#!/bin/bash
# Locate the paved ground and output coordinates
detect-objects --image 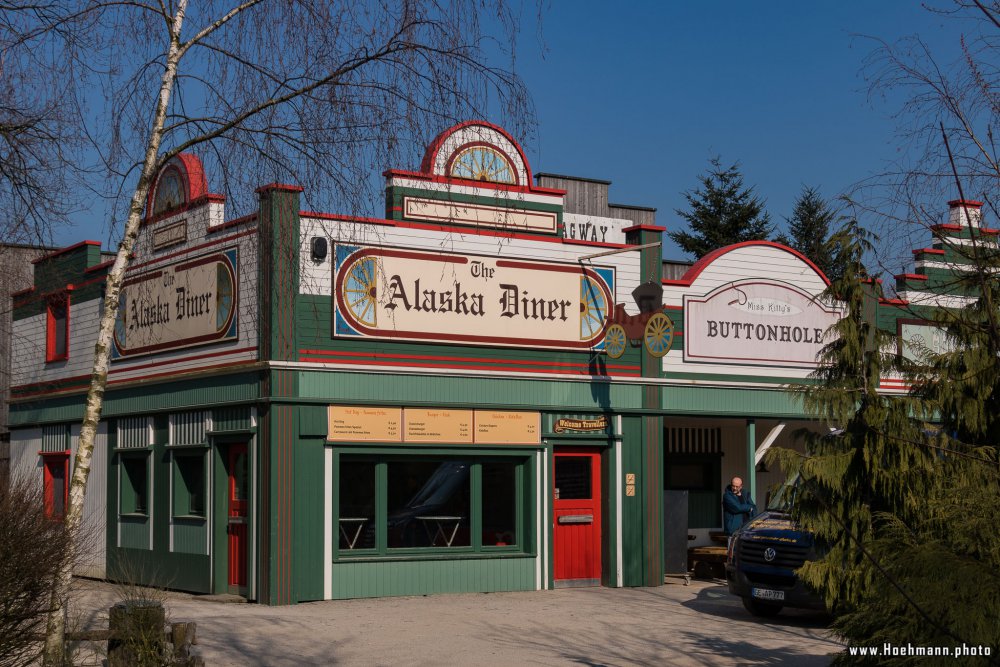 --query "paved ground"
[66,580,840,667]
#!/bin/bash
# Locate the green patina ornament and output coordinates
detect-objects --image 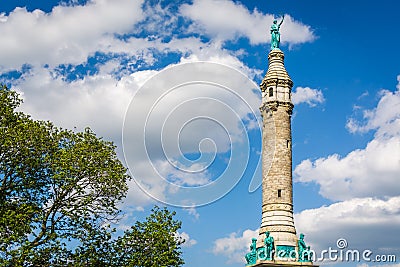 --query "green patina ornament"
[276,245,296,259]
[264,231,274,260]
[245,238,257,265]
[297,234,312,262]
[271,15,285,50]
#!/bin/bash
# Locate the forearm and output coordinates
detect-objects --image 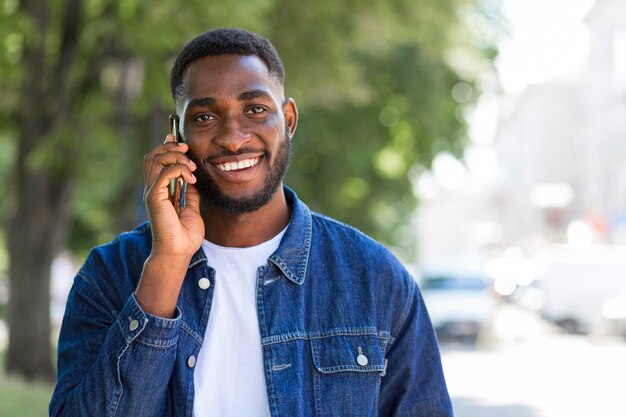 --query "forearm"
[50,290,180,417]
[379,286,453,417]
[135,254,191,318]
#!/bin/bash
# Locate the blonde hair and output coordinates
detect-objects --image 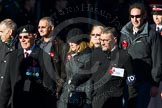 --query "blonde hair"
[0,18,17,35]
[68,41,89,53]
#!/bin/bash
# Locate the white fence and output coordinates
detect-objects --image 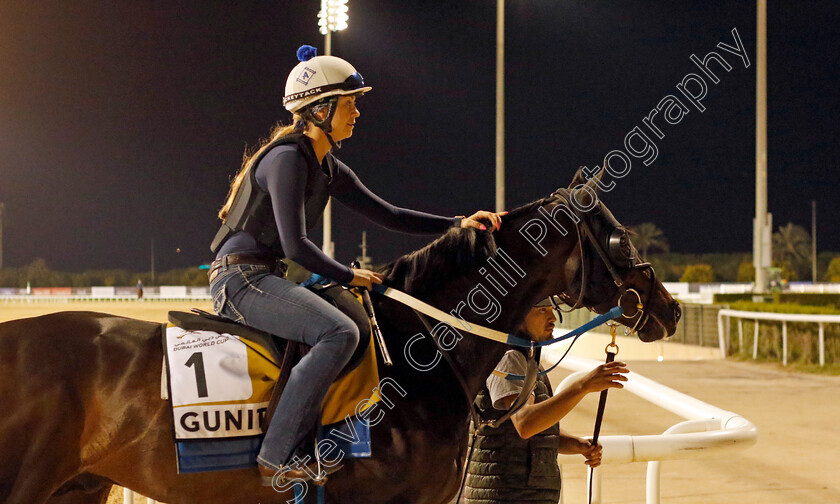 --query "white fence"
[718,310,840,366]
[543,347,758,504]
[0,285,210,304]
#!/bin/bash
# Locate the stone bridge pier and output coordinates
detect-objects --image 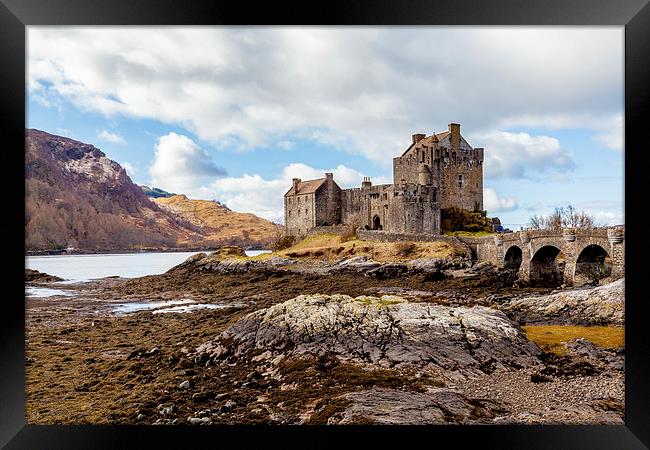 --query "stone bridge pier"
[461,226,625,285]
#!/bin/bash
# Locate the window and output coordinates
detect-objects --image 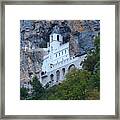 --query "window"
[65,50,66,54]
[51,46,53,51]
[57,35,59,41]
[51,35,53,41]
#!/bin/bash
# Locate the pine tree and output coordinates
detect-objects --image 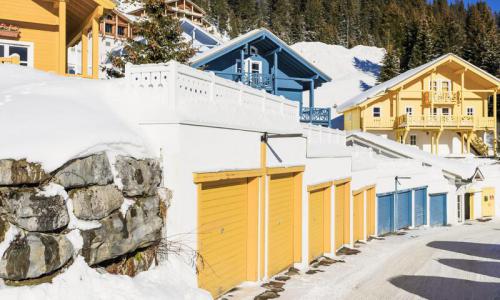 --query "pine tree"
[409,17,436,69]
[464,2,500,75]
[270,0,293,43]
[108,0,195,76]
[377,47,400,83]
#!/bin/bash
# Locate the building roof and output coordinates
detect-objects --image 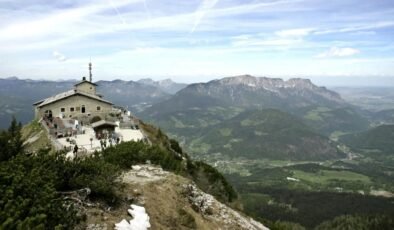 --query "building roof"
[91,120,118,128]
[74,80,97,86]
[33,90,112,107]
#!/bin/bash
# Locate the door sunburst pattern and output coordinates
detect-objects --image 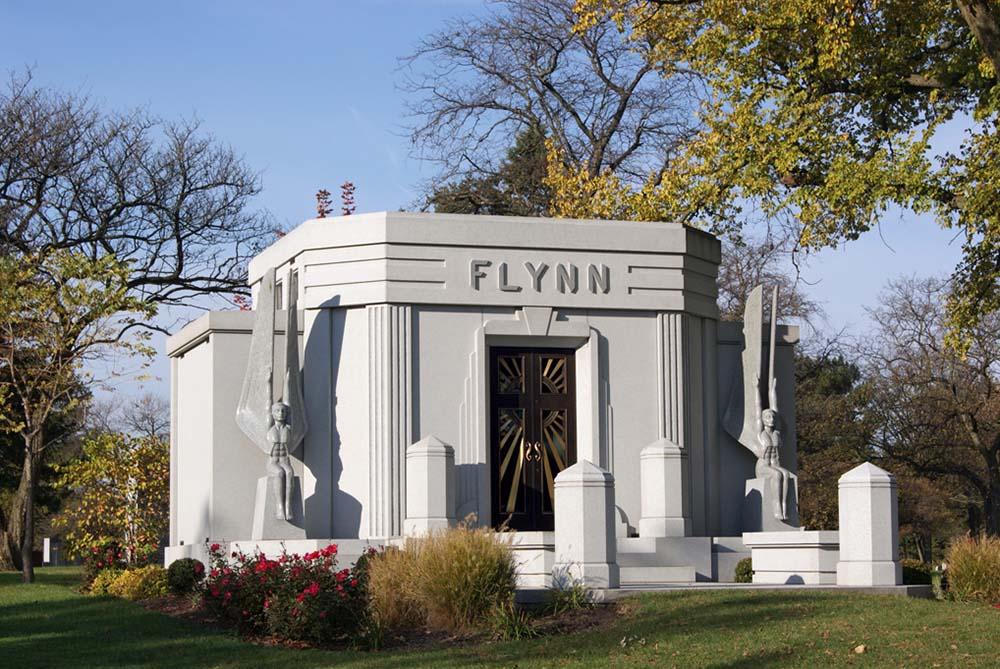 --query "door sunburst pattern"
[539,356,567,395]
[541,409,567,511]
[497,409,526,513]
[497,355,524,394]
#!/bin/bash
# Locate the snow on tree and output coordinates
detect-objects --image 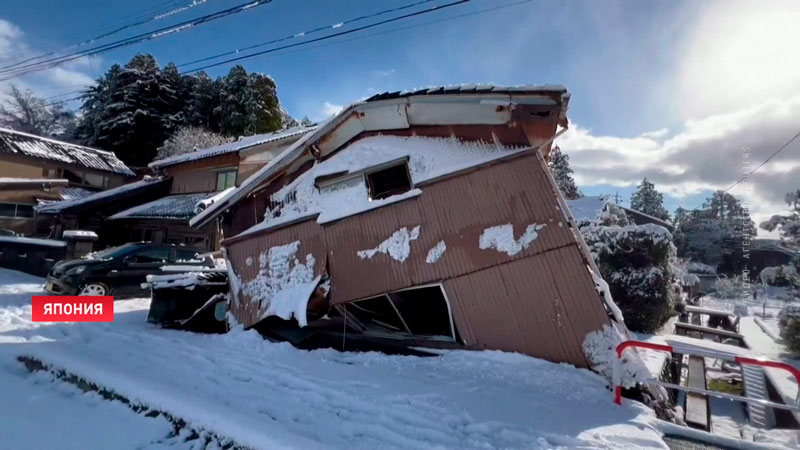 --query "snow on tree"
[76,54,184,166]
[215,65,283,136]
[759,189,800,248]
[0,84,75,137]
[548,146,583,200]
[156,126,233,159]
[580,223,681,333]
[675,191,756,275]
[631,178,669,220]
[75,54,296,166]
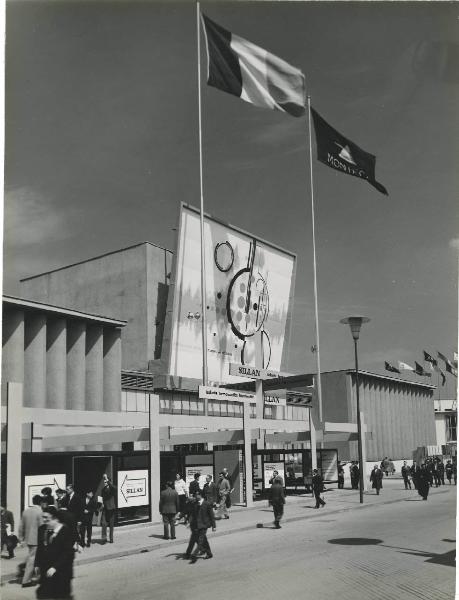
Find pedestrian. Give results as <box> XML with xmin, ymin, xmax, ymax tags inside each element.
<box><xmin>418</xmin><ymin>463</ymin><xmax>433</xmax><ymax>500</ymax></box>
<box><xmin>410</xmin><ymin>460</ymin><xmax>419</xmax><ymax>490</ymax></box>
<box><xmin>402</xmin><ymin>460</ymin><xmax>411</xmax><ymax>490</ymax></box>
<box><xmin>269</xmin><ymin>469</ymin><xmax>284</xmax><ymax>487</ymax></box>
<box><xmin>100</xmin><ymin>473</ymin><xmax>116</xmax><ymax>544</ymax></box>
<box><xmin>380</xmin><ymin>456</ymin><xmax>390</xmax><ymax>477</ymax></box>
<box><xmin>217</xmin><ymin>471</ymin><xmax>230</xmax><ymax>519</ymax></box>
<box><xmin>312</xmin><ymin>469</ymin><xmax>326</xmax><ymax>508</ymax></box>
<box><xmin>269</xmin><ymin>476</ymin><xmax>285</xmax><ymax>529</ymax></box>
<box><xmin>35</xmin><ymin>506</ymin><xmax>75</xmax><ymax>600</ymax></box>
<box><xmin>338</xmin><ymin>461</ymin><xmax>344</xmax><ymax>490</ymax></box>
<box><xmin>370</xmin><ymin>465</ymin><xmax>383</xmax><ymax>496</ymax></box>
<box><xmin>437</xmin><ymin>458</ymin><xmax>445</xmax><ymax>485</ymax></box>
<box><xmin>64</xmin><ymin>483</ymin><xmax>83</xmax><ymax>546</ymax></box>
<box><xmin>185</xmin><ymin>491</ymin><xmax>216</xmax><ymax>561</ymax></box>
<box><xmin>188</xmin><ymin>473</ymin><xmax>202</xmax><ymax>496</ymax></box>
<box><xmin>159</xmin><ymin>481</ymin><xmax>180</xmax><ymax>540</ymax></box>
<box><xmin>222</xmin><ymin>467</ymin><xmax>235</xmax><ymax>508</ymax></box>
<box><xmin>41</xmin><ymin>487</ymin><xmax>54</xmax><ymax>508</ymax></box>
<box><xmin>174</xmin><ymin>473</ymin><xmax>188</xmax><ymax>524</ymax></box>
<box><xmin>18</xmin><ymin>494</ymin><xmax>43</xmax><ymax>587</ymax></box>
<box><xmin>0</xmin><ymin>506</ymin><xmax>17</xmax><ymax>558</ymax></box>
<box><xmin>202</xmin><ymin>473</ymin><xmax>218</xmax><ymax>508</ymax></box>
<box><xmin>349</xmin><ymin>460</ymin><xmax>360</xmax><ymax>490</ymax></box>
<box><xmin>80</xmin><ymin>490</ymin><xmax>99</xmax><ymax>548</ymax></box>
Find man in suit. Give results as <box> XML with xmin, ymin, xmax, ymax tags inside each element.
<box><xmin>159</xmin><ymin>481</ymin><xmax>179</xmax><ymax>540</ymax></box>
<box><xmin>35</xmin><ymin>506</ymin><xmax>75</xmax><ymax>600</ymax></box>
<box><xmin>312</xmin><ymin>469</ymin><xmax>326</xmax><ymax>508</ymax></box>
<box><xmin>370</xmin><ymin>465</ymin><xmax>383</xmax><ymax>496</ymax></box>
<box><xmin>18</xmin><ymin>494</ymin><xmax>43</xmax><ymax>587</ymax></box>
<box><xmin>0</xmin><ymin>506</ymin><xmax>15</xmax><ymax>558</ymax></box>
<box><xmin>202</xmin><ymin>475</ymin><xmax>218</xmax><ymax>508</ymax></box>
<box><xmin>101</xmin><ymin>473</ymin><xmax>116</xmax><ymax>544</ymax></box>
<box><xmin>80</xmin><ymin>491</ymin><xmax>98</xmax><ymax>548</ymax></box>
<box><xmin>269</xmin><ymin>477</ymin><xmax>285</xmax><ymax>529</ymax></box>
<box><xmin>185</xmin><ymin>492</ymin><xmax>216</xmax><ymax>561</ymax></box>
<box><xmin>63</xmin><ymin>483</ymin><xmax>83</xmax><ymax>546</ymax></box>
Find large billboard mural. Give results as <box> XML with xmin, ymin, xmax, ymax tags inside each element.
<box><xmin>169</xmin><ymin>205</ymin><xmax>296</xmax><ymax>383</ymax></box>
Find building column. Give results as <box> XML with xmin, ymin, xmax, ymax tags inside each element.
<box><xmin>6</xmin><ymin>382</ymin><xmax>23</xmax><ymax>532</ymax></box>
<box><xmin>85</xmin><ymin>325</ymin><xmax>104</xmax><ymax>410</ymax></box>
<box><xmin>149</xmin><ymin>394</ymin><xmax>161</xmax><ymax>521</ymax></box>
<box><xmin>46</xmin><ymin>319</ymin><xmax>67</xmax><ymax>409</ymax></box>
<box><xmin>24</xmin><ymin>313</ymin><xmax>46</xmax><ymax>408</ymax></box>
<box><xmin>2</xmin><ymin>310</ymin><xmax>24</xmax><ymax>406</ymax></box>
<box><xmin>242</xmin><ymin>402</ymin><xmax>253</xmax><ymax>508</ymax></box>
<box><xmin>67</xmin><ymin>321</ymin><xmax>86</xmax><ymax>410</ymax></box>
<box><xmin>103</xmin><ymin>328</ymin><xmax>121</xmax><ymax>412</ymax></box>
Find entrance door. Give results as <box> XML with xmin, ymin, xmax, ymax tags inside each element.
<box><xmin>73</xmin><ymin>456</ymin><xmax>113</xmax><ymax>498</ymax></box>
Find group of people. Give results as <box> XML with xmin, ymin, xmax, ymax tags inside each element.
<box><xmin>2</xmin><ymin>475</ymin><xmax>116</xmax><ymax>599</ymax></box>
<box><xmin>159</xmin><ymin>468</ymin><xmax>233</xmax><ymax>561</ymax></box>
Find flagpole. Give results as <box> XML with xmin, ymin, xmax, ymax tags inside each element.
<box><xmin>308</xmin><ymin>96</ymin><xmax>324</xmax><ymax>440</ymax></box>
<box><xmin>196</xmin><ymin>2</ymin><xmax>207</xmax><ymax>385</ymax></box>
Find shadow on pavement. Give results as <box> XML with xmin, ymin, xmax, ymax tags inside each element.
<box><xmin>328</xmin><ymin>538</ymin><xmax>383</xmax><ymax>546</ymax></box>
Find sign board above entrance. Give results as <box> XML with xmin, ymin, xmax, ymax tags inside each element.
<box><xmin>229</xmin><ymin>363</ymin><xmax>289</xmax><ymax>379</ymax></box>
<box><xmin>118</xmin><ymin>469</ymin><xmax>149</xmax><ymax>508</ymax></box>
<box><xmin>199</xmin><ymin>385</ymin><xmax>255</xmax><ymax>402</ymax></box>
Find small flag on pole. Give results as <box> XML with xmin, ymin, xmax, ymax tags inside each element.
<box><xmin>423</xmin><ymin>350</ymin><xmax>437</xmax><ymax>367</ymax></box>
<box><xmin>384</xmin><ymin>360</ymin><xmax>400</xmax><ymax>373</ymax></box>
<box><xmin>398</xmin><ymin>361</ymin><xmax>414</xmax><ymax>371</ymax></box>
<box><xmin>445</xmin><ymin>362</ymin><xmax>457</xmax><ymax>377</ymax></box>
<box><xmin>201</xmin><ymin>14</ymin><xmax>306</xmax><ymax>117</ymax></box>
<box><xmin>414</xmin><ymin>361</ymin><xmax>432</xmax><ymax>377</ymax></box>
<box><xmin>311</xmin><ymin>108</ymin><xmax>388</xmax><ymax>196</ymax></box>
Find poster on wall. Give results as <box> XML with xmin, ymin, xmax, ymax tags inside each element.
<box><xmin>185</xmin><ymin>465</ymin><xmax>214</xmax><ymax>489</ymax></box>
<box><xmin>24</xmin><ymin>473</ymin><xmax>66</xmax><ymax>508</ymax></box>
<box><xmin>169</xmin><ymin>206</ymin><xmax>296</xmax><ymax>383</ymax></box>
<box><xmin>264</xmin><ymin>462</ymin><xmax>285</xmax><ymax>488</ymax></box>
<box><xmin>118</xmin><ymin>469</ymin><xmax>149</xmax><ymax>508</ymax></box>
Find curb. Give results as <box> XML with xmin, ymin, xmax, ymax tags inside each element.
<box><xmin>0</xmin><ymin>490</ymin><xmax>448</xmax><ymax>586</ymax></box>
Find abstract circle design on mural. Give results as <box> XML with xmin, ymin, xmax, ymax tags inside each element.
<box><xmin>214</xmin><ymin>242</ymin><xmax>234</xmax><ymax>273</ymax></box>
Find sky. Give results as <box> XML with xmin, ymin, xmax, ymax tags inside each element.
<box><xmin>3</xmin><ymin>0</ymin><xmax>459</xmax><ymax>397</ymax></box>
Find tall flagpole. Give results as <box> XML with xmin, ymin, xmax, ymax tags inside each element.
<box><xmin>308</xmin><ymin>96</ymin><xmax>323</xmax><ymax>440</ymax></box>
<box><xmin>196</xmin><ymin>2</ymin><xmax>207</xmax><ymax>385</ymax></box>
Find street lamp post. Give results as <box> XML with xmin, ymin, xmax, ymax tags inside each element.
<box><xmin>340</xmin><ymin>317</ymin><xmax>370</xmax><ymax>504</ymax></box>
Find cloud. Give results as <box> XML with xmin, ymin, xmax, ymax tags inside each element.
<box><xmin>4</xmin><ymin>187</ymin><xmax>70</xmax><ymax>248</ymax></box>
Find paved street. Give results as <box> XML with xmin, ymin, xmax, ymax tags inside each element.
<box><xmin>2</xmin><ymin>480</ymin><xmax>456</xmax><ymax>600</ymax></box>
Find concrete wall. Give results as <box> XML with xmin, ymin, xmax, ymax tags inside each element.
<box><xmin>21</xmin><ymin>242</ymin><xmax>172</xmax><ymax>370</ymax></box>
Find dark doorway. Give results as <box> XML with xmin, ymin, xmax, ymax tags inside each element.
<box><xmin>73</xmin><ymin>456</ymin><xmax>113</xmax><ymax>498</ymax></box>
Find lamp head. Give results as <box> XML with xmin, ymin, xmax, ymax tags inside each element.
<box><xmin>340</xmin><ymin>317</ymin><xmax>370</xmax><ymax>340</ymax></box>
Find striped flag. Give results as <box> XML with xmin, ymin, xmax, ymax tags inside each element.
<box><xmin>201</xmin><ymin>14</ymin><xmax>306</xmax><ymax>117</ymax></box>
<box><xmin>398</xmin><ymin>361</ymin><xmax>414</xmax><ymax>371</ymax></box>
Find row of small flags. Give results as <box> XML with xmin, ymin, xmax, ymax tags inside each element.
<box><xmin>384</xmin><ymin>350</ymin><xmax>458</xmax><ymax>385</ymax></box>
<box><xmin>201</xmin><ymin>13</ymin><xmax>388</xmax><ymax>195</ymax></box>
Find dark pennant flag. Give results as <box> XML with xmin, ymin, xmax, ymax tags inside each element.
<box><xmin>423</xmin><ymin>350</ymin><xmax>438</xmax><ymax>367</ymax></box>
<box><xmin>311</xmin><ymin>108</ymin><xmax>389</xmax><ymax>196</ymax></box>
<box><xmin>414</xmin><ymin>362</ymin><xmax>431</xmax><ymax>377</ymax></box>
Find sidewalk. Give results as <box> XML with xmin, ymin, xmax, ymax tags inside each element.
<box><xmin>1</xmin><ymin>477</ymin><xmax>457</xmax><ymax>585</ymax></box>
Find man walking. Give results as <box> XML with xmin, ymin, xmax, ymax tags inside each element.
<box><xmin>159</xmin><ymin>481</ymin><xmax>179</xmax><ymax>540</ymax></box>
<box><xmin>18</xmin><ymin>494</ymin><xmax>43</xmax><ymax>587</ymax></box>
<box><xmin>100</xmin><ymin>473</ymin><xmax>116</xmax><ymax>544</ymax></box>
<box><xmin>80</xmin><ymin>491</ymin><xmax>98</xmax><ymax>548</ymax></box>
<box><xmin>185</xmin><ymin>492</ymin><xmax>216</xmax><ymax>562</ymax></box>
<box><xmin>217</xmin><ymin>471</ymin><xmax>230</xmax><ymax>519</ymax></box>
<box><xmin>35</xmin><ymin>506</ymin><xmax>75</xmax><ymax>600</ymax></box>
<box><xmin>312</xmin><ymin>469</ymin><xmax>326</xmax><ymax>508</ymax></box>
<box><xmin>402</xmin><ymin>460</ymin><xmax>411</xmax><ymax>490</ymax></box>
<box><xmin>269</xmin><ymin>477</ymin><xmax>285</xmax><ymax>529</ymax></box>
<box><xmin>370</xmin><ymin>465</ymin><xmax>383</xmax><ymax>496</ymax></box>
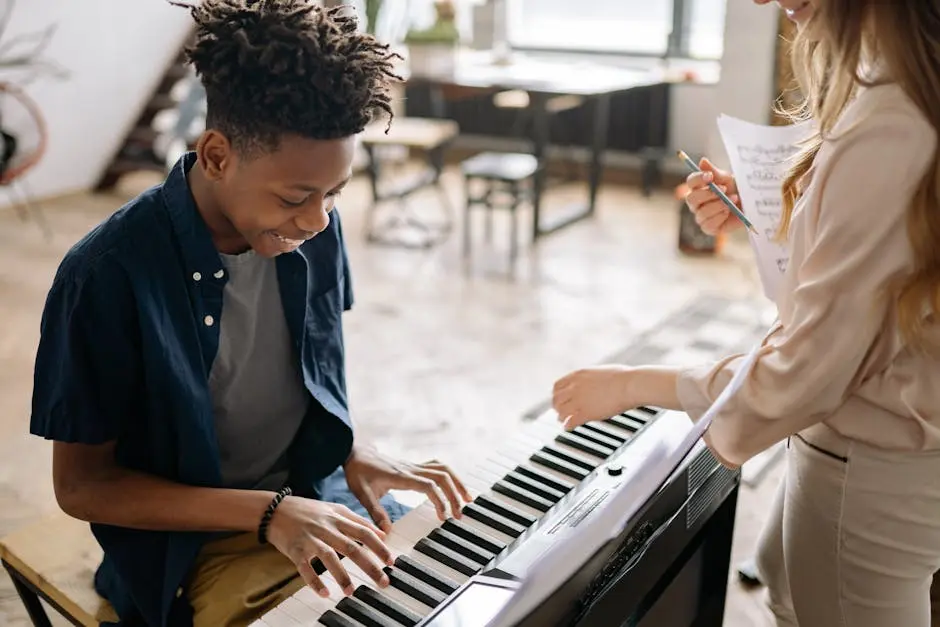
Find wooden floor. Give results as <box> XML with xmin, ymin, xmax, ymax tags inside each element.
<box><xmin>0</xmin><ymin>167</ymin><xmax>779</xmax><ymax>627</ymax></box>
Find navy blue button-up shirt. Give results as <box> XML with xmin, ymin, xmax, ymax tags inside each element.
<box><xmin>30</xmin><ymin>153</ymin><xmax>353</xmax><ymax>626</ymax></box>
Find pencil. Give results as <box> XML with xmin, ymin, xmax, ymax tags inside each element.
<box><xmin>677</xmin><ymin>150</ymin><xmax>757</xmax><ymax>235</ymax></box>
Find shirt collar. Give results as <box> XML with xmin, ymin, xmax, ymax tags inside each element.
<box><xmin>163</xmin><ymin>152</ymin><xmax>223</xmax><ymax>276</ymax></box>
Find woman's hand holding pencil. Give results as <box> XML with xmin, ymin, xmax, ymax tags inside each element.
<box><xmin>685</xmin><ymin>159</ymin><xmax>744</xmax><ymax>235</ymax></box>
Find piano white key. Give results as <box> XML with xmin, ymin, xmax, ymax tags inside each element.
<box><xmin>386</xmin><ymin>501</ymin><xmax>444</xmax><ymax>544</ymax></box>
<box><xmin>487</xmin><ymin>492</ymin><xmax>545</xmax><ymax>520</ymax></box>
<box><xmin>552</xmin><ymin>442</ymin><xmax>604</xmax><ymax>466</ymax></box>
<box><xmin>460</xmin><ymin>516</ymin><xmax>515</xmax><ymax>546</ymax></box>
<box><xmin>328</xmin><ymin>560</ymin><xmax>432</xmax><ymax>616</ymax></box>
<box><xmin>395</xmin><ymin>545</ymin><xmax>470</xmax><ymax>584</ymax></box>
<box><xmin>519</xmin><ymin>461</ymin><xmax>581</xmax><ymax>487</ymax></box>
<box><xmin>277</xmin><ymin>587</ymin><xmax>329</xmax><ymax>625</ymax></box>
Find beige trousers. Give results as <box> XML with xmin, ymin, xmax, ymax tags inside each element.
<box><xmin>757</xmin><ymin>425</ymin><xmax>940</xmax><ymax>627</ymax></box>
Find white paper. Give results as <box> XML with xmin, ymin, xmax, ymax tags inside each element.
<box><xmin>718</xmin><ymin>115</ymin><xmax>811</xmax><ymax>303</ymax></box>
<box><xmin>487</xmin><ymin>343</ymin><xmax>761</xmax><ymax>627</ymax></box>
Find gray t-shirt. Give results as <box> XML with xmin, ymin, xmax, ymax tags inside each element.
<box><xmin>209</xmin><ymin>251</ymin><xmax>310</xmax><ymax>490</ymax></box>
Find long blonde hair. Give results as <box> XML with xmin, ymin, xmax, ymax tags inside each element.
################
» **WHAT THIS TASK INVOLVES**: Retype the data without any change, starting at the line with "Find white paper." and running through the end of the data, both ends included.

» **SOLVED PROBLEM**:
Find white paper. Give results as <box> XML with xmin, ymin, xmax, ymax tags inside each element.
<box><xmin>718</xmin><ymin>115</ymin><xmax>811</xmax><ymax>303</ymax></box>
<box><xmin>487</xmin><ymin>343</ymin><xmax>761</xmax><ymax>627</ymax></box>
Find gray t-shirt. Give results as <box> XML with xmin, ymin, xmax, ymax tags inside each element.
<box><xmin>209</xmin><ymin>251</ymin><xmax>310</xmax><ymax>490</ymax></box>
Find long blonde hair. Give results as <box> XML with xmin, ymin, xmax, ymax tags inside each element.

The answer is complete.